Annotated coordinate listing
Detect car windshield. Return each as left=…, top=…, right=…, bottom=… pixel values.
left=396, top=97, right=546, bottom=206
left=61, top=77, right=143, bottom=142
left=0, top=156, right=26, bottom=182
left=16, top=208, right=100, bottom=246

→ **REQUEST**: Copy out the listing above word for word, keeping every line unchanged.

→ **EXPECTED ANSWER**:
Detect car windshield. Return each as left=…, top=…, right=…, bottom=… pixel values.
left=396, top=97, right=546, bottom=206
left=61, top=77, right=143, bottom=142
left=0, top=156, right=26, bottom=182
left=16, top=208, right=100, bottom=246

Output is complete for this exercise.